** BEGIN **
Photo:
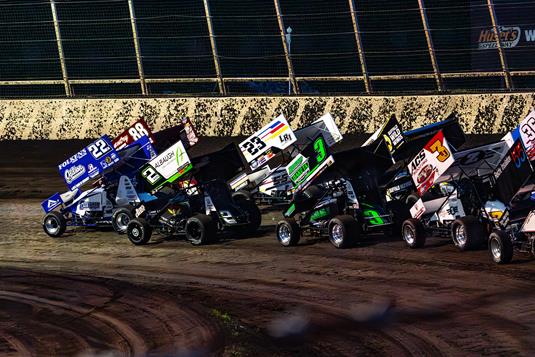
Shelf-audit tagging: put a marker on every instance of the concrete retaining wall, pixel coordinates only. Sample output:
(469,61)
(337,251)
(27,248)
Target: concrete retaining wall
(89,118)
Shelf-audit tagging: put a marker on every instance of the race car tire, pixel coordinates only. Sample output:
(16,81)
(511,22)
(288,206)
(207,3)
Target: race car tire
(201,230)
(121,217)
(467,233)
(255,217)
(413,233)
(500,247)
(343,231)
(411,199)
(139,231)
(54,224)
(242,195)
(399,212)
(288,232)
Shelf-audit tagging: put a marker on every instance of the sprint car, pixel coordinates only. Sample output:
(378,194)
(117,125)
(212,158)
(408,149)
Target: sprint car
(268,151)
(111,171)
(185,206)
(335,196)
(465,195)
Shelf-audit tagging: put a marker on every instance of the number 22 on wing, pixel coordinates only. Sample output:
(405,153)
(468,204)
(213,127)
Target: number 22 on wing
(254,145)
(443,153)
(98,149)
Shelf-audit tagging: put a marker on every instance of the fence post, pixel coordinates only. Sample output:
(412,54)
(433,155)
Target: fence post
(360,48)
(501,52)
(217,65)
(137,48)
(68,90)
(430,47)
(291,73)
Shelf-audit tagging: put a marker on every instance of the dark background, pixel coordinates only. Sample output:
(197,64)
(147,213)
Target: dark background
(174,41)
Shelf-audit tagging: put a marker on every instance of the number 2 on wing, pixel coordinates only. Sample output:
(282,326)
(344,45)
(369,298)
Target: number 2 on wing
(443,153)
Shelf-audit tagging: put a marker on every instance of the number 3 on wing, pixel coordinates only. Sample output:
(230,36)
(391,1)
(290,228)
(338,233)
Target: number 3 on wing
(443,153)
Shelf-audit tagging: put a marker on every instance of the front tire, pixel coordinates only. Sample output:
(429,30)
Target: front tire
(467,233)
(139,231)
(343,231)
(54,224)
(500,247)
(120,219)
(413,233)
(200,230)
(288,232)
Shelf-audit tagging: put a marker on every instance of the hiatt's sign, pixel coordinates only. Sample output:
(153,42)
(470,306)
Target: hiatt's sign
(509,37)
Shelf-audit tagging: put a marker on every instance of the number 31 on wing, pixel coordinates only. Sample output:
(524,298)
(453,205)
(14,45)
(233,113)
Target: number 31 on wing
(276,134)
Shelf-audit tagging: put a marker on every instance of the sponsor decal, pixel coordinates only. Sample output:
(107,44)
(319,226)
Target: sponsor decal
(164,159)
(430,163)
(51,204)
(133,133)
(276,134)
(73,173)
(73,159)
(418,209)
(527,133)
(509,37)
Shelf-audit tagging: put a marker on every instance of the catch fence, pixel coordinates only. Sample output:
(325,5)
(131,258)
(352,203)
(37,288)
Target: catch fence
(56,48)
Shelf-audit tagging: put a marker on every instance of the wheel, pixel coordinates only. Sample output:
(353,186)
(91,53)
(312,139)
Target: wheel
(467,233)
(120,218)
(139,231)
(242,194)
(500,247)
(411,199)
(413,233)
(288,232)
(200,230)
(253,212)
(343,231)
(54,224)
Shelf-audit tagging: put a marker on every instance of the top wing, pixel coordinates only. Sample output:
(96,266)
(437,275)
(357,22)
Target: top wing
(310,163)
(324,125)
(431,162)
(133,133)
(258,148)
(167,167)
(89,162)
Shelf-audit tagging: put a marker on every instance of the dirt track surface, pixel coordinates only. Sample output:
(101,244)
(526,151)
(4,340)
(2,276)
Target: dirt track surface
(92,292)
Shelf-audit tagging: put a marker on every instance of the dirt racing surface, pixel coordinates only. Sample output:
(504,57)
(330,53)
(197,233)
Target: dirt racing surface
(93,292)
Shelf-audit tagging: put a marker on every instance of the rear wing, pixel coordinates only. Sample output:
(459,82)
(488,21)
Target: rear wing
(166,168)
(88,163)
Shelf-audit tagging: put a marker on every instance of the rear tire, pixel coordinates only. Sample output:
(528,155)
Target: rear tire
(139,231)
(413,233)
(500,247)
(54,224)
(288,232)
(120,219)
(255,217)
(343,231)
(200,230)
(467,233)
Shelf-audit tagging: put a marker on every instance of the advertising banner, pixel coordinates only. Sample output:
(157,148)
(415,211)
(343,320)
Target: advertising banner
(88,162)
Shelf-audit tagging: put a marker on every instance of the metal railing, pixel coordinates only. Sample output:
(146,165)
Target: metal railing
(366,78)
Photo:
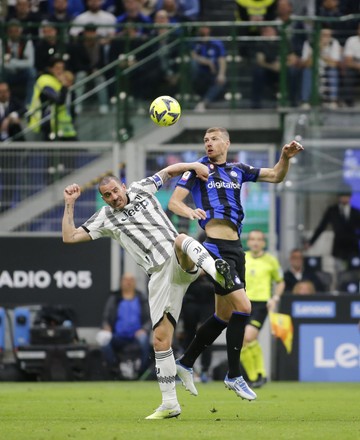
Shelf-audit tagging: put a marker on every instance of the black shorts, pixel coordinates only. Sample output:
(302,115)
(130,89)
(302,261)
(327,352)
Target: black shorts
(231,251)
(258,315)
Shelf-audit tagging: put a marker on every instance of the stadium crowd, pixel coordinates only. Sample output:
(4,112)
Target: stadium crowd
(89,34)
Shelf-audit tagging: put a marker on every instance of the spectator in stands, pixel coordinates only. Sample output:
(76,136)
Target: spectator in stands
(162,75)
(3,10)
(133,15)
(260,10)
(50,108)
(64,10)
(105,21)
(208,68)
(329,62)
(296,36)
(11,111)
(116,7)
(298,272)
(344,220)
(189,10)
(331,9)
(126,320)
(18,55)
(30,20)
(305,7)
(88,55)
(305,287)
(351,67)
(266,66)
(48,45)
(172,9)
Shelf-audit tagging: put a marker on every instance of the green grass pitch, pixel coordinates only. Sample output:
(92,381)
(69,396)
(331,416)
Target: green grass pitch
(116,411)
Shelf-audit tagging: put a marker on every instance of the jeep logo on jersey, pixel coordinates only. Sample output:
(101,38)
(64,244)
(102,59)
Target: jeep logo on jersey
(225,185)
(185,176)
(132,211)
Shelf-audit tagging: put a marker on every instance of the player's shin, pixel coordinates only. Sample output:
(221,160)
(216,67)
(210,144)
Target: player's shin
(165,372)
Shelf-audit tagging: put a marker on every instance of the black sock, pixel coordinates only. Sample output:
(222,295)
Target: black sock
(204,337)
(234,341)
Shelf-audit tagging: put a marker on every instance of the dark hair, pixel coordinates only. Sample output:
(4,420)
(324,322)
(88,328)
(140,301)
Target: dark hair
(55,59)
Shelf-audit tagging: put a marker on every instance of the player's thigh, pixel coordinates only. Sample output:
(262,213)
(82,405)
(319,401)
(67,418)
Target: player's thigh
(233,302)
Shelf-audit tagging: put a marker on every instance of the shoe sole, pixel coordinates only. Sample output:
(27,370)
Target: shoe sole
(243,398)
(224,269)
(163,417)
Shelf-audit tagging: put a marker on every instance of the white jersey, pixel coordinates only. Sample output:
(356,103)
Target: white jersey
(141,227)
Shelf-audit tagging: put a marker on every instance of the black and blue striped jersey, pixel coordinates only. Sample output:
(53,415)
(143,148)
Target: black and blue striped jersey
(220,196)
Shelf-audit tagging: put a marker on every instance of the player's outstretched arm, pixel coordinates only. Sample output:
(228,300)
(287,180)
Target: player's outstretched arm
(70,233)
(177,169)
(278,173)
** END **
▶ _EXERCISE DETAILS_: Copy all the entries word for word. Omit any pictures.

▶ _OUTPUT OF THE EXERCISE_:
Photo:
Shelf-audit tagging: put a marker on every instance of the concrete retaining wall, pixel coordinates only. Sample output:
(469,61)
(337,251)
(27,248)
Target: concrete retaining wall
(89,118)
Shelf-audit tagging: put a marker on every instance of the race car tire, pixel coordinates only. Sample output:
(16,81)
(511,22)
(288,206)
(207,3)
Target: race car tire
(201,230)
(121,217)
(467,233)
(255,217)
(413,233)
(500,247)
(343,231)
(411,199)
(139,231)
(54,224)
(242,195)
(399,212)
(288,232)
Shelf-audit tagging: put a marker on every instance of the sprint car, pixel coordinates only. Sample output:
(378,194)
(117,125)
(212,158)
(408,149)
Target: sprint car
(268,151)
(111,171)
(185,206)
(335,196)
(465,195)
Shelf-audit tagging: put a marker on every instance of the number 22 on wing, pixel coordinates only. Sample output:
(405,153)
(468,204)
(213,127)
Target: number 22 on wing
(254,145)
(443,153)
(98,149)
Shelf-audit tagging: put a marker on every instance of the fence post, pixel coordinates only. Sample output:
(412,54)
(433,155)
Target: fence post
(360,48)
(501,52)
(217,65)
(137,48)
(68,90)
(430,47)
(291,73)
Shelf-audit tagging: put a marker on every instance of the dark background, pixel coordinates only. Sample output:
(197,64)
(147,213)
Target: dark background
(174,41)
Shelf-audit tagging: put a marker on every instance of the number 2 on wing, pixel coordinates only. Sample output:
(282,326)
(344,45)
(369,298)
Target: number 2 on wing
(443,153)
Shelf-audit tagging: put a marker on every instance of the number 3 on wing, pixel coordinates only. Sample output:
(230,36)
(391,1)
(290,228)
(338,233)
Target: number 3 on wing
(443,153)
Shelf-audit tagging: put a marker on every instance of the front tire, pixel coordinates only. Sample output:
(429,30)
Target: front tire
(467,233)
(139,231)
(343,231)
(54,224)
(500,247)
(120,219)
(413,233)
(200,230)
(288,232)
Shelf-audit tagging: put a marker on every instance of the hiatt's sign, pixel coordinates only. Sample output:
(153,42)
(470,306)
Target: hiatt's sign
(509,37)
Shelf-audit tagging: put a marker on every instance of the number 31 on wing, pixel coordinates only. Sample output:
(524,298)
(453,205)
(14,45)
(233,113)
Target: number 31 on wing
(276,134)
Shelf-audit tagging: put a marker on every instance of the sponsor decal, pixel coordinates only. Sample output:
(107,44)
(319,226)
Target: sponsor decal
(164,159)
(430,163)
(51,204)
(133,133)
(276,134)
(73,173)
(73,159)
(418,209)
(527,133)
(509,37)
Shelf-audit tagging: put a marker on every instance of the catch fence, pixel coordinates only. Sample output:
(325,5)
(131,258)
(352,203)
(37,288)
Target: catch fence
(56,48)
Shelf-audit tagging: put a marker on every instance of the wheel, pixel coordinates only. Sample output:
(353,186)
(91,53)
(312,139)
Target: wheel
(467,233)
(120,218)
(139,231)
(242,194)
(500,247)
(411,199)
(413,233)
(288,232)
(200,230)
(253,212)
(343,231)
(54,224)
Shelf-audit tagging: put a marker on every instance of the top wing, pixel coordinates only. Sample output:
(96,266)
(437,275)
(357,22)
Target: top wing
(310,163)
(324,125)
(431,162)
(133,133)
(258,148)
(167,167)
(89,162)
Shelf-audit tagging: put a marker on every instance of the dirt track surface, pixel coordinates only. Sample output:
(101,244)
(526,151)
(4,340)
(2,276)
Target: dirt track surface
(92,292)
Shelf-audit tagging: put a marker on every instance of the dirt racing surface, pixel coordinates only. Sample output:
(504,57)
(330,53)
(197,233)
Target: dirt racing surface
(93,292)
Shelf-audit tagging: put a marker on every instance of the rear wing, pixel coordinates only. Sample output:
(459,82)
(488,21)
Target: rear wing
(166,168)
(88,163)
Shelf-audit tagging: put a marker on every instance of the rear tire, pixel coordinates only. Sample output:
(528,155)
Target: rear tire
(139,231)
(413,233)
(500,247)
(54,224)
(288,232)
(120,219)
(255,217)
(343,231)
(200,230)
(467,233)
Shelf-audit tagging: put a marker on every instance of the advertising banner, pixel coordinates only. Sample output:
(157,148)
(415,211)
(343,320)
Target: advertising banner
(88,162)
Shelf-audit tagging: put a marker on every instance of the metal railing, pixel coordinates only. Sample output:
(146,165)
Target: metal railing
(366,78)
Photo:
Shelf-audit tagging: put a marker on every instance of the black shorts, pixel coordinates only. Sample output:
(302,115)
(130,89)
(302,261)
(327,352)
Target: black shorts
(231,251)
(258,315)
Shelf-audit tagging: put a marker on every instance of the stadium crowd, pixel coordinates only. Sample output:
(4,112)
Target: stadium crowd
(89,34)
Shelf-audit tagging: put a marker on every instance of the spectator in stands, pixel coordinates only. Sample output:
(76,136)
Target: spectator in stands
(162,75)
(3,10)
(133,15)
(260,10)
(50,108)
(64,10)
(105,21)
(208,68)
(329,62)
(296,36)
(11,111)
(116,7)
(298,272)
(344,220)
(189,10)
(331,9)
(126,320)
(18,55)
(30,20)
(305,7)
(88,55)
(305,287)
(351,67)
(266,66)
(48,45)
(172,9)
Shelf-audit tagging: put a marker on every instance of the green grass pitch, pixel coordinates only. Sample output:
(92,381)
(69,396)
(331,416)
Target: green grass pitch
(116,411)
Shelf-audit tagging: put a marker on every instance of the jeep logo on jersey, pixel coordinates only. Sample output:
(101,38)
(64,244)
(102,59)
Target: jeep logo on jersey
(225,185)
(185,176)
(132,211)
Shelf-audit tagging: put a marker on every instance of the player's shin, pixel coordinates only. Sample output:
(221,160)
(216,67)
(210,144)
Target: player's shin
(165,372)
Shelf-audit tagging: put a marker on every instance of the black sock, pixel coordinates only. Sample output:
(222,295)
Target: black sock
(204,337)
(234,341)
Shelf-audit tagging: put a marker on every instance of the dark hair, pixel coordinates only. Sample output:
(4,420)
(324,322)
(88,328)
(140,301)
Target: dark hair
(55,59)
Shelf-audit tagging: put a marker on every instance of the player's thigh, pixel coordinates only. Sample output:
(262,213)
(82,405)
(319,401)
(67,418)
Target: player's thigh
(233,302)
Shelf-audit tagging: put a marker on every instance of the shoe sole, pixel coordinates only. Sample output:
(27,370)
Target: shoe sole
(243,398)
(224,269)
(163,417)
Shelf-audit tagging: put a marker on every instance of the white jersey, pixel coordinates only. Sample output:
(356,103)
Target: white jersey
(141,227)
Shelf-audit tagging: put a marker on every instance of the black and blue striped jersey, pixel coordinates only. Sample output:
(53,415)
(143,148)
Target: black and blue striped jersey
(220,196)
Shelf-audit tagging: put a marker on every instance of the player's outstretched arm, pixel coordinates only. Sample output:
(228,300)
(287,180)
Target: player's outstretched arm
(70,233)
(177,169)
(278,173)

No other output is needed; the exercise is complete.